* [Task details]: Retype the whole listing, please, keeping every line exact and dropping the pictures.

++++ Data shown ++++

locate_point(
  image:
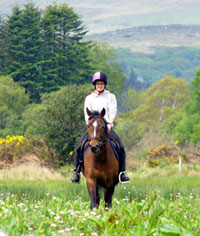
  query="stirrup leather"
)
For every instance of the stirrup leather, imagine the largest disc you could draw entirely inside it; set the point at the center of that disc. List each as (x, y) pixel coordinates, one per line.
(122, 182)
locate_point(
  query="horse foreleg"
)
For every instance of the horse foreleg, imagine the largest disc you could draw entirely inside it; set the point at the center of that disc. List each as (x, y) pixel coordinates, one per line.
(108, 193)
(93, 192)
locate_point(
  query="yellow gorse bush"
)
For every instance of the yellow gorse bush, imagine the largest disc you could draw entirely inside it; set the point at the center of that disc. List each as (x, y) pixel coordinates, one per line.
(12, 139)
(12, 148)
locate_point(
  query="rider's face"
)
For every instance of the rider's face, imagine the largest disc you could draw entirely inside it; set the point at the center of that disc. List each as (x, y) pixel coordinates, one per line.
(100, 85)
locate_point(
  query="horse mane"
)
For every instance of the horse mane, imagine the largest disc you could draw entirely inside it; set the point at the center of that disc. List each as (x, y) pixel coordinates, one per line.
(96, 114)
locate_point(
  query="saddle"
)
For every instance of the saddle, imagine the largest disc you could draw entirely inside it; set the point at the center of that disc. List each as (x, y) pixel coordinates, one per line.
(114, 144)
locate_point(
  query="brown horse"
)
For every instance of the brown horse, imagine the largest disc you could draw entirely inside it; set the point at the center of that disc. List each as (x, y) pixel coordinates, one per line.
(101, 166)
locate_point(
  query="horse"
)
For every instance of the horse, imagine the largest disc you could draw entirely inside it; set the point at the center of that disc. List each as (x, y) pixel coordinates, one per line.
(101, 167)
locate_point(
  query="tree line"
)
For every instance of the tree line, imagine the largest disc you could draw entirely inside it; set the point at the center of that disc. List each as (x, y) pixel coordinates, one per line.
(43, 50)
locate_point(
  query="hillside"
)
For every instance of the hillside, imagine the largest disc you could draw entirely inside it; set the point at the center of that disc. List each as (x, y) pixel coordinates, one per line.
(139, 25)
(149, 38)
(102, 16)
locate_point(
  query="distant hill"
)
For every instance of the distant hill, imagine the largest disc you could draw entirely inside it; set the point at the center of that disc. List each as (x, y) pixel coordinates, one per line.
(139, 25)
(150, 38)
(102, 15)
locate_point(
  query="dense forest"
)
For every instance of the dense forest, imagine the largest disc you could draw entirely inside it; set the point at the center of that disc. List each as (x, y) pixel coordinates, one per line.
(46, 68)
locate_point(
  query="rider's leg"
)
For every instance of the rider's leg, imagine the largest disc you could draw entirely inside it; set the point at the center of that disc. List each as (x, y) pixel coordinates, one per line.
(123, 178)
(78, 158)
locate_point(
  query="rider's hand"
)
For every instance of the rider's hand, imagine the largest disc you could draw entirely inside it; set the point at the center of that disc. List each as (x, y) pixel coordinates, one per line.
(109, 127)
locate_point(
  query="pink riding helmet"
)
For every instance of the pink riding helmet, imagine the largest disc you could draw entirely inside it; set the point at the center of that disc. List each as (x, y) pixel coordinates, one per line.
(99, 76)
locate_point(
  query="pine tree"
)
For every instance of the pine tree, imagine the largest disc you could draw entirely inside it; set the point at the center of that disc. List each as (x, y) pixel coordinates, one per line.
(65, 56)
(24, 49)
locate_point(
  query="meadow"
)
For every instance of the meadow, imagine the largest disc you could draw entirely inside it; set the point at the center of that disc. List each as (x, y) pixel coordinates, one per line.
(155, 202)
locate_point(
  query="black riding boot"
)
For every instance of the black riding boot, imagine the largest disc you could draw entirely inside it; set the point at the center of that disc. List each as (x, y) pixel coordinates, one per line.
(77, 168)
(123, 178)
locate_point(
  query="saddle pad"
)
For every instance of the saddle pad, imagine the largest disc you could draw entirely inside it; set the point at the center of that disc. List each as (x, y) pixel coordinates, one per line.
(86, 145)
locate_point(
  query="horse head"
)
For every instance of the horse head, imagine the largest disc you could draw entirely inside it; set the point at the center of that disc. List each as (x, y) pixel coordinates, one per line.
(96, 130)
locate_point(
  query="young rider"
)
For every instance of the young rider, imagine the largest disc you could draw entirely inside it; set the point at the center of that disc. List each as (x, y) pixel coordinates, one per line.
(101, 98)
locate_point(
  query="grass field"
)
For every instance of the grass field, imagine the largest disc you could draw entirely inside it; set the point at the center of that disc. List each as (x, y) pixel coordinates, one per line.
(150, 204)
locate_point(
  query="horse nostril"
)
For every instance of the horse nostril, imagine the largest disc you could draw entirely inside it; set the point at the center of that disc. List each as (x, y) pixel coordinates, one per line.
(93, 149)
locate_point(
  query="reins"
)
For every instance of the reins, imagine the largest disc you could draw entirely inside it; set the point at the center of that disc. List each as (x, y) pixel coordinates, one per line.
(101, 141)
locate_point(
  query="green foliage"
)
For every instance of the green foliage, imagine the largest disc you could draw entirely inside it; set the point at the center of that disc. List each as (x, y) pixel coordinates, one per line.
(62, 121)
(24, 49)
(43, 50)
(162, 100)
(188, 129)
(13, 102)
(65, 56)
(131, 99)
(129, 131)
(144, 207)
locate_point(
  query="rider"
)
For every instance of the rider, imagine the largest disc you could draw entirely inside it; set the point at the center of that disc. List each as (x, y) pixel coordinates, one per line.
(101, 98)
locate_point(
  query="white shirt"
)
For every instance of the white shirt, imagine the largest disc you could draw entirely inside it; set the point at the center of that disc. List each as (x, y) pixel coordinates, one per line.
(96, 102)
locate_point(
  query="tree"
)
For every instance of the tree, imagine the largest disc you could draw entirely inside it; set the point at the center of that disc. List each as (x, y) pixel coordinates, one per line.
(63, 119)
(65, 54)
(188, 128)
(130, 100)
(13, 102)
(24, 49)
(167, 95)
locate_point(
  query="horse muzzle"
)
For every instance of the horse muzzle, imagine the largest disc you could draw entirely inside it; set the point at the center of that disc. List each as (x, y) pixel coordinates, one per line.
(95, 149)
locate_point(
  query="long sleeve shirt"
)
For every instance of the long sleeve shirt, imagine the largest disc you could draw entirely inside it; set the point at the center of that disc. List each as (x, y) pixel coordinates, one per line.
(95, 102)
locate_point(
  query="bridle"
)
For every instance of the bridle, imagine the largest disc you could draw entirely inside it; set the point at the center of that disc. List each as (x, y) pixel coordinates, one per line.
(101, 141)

++++

* [Solved exercise]:
locate_point(
  image:
  query="stirrup leather"
)
For every instance of the stirrup leather, imagine the largest disc you could draw entirely inside it; set the point at the center of that disc. List each as (x, y) pixel coordinates, one per line.
(122, 182)
locate_point(
  query="horse foreleg"
)
For every instance of the horse foreleg, imagine the largest disc you could draw entirely inside it; set the point at the center of that disc. List each as (x, y) pixel coordinates, one per line.
(108, 193)
(93, 192)
locate_point(
  query="yellow gorse bush"
)
For every instance of the yellow gorse bush, imagine the largest disc you could draw entirely inside it; set the point at the center of that disc. List each as (x, y) pixel coordinates, one per line.
(12, 139)
(12, 148)
locate_point(
  query="rider's face"
)
For every instance of the rider's face, imagine the largest disc you could draw entirely inside it; set the point at the center of that disc. List each as (x, y) pixel coordinates, one per line.
(100, 85)
locate_point(
  query="horse mane"
)
For every instance of the horse mane, imagine the largest disc you could draw entirely inside it; set the point at the center of that disc. List each as (x, y) pixel coordinates, one per line.
(96, 114)
locate_point(
  query="saddle"
)
For every instance of the saddle, imagine the largest disc you could draw entirely inside it; set the point at the center of that disc. List each as (x, y) pixel coordinates, one per line.
(114, 144)
locate_point(
  query="brown horse"
)
For every instance of the brown horse, imagine the largest disc you could draw entirely inside it; set the point at the center of that disc. List each as (x, y) pixel coordinates, one per line.
(101, 166)
locate_point(
  query="horse"
)
For every instance of the horse, imagine the largest disc you could draw entirely inside it; set the point at the center of that disc. List each as (x, y) pixel coordinates, one per line.
(101, 167)
locate_point(
  query="tree line"
)
For every instance of the tree line, imagine the largest disc you could draw entirely inside it; set the point at the center of that disc. List each as (x, y) pixel coordinates, one per line.
(43, 50)
locate_point(
  query="hillside"
)
For every instance of the hillside, imagine the largest disc you could draw entirely inside it; set the point at the center of that disc. List each as (x, y) pixel coordinates, one per line.
(139, 25)
(149, 38)
(102, 16)
locate_point(
  query="distant hill"
)
For every instance of the distant hill, imagine the largest disc you could draw entirely inside it; set the point at the center of that disc. List each as (x, y) pixel coordinates, one per line.
(139, 25)
(150, 38)
(102, 15)
locate_point(
  query="dense forest"
)
For every instance of the dense forest, imagine the largest disc you could draw entirely inside it; set the point at the center of that disc. List each as (x, y) pixel coordinates, one per line.
(46, 68)
locate_point(
  query="rider's leg"
)
For every instance of the rider's leg, imagine the largest disc you could draw entirely inside it; set the point at the center of that disc. List each as (x, y) pixel coordinates, one per line.
(123, 178)
(78, 158)
locate_point(
  query="rider's hand"
)
For every instance of the rider's hand, imagine the largest disc you could draw entirely inside it; set the point at the center of that disc. List each as (x, y) pixel coordinates, one per line.
(109, 127)
locate_point(
  query="pink riding helmet"
)
For every instance of the pink riding helmet, imagine the largest disc you could draw entirely inside it; set the point at the center of that disc. List each as (x, y) pixel coordinates, one per line.
(99, 76)
locate_point(
  query="pine tree"
)
For every instance of the pine tree, imagine the largest disc you could draw entirely inside it; set the point at the center of that disc. List each as (x, y) pixel coordinates, one per line.
(65, 56)
(24, 49)
locate_point(
  query="meadow"
)
For every instance of the meadow, imagine the largest disc you could draw entirely inside it; set the point at the center of that disc. List each as (x, y) pixel coordinates, one per line.
(155, 202)
locate_point(
  query="black riding boot"
)
For every instance of the black riding boot, imagine the largest disc you could draw entirely inside it; set the point at the center of that disc. List each as (x, y) pixel coordinates, one per line.
(77, 168)
(123, 178)
locate_point(
  query="saddle pad"
)
For every instance of the saddle pad, imagine the largest disc you could draw entirely inside it; set the point at the center of that disc. List each as (x, y) pixel coordinates, one per line.
(86, 145)
locate_point(
  query="horse head"
)
For every instance of the horse head, imagine the largest disc you could draw entirely inside it; set the point at the center of that disc. List each as (x, y) pixel coordinates, one per line.
(96, 130)
locate_point(
  query="young rider"
)
For every instance of the young rider, imagine the largest disc you could draw entirely inside it; set the point at the center of that disc. List each as (x, y) pixel coordinates, one per line.
(101, 98)
locate_point(
  query="grass field"
)
For every instance of the grass field, imagine the largest disc you could draw entirely inside it; set the point at the center of that disc. List each as (x, y) pixel coordinates, one per line.
(150, 204)
locate_point(
  query="horse nostril"
)
For every instance of the horse nostril, imagine the largest disc you could draw entirely inside it; set the point at the center of that disc. List each as (x, y) pixel coordinates, one per line.
(93, 149)
locate_point(
  query="reins"
)
For every instance of the reins, imagine the largest disc you could draw entirely inside it; set the point at the center of that disc. List each as (x, y) pixel coordinates, one per line.
(101, 141)
locate_point(
  query="green foliage"
)
For every instance of the green foliage, imagine the largest disc you could draw entirely inside it; set the point at the center of that disc. List each as (x, y) pixel coordinates, one per line.
(62, 121)
(24, 49)
(43, 50)
(162, 100)
(188, 129)
(13, 102)
(65, 56)
(131, 99)
(129, 131)
(144, 207)
locate_point(
  query="rider"
)
For every instance of the rider, imagine the largest disc you could draw entirely inside it; set the point at the center of that disc. List each as (x, y) pixel coordinates, one per line.
(101, 98)
locate_point(
  query="white shirt"
)
For every instance of the white shirt, imagine the largest disc you could draw entirely inside it; set the point at the center of that disc. List each as (x, y) pixel coordinates, one per line.
(96, 102)
locate_point(
  query="tree"
)
For every instance of the tree, imagine the largest disc you could draw entirely inside it; set the point at the center of that disc. List each as (x, y) pixel coordinates, one per line.
(63, 119)
(65, 54)
(188, 128)
(130, 100)
(13, 102)
(24, 49)
(167, 95)
locate_point(
  query="horse muzzle"
)
For every instance of the horse muzzle, imagine the largest disc you could draw entirely inside it; set the point at the center of that disc. List each as (x, y) pixel coordinates, one per line.
(95, 149)
locate_point(
  query="long sleeve shirt"
)
For every instance of the long sleeve shirt, imagine the largest disc you could draw entirely inside it; set the point at the center of that disc. List each as (x, y) pixel coordinates, one per line.
(95, 102)
locate_point(
  query="bridle"
)
For every instance of the bridle, imagine the largest disc you could draw entirely inside it; set the point at the center of that disc. List each as (x, y) pixel coordinates, one per line.
(101, 141)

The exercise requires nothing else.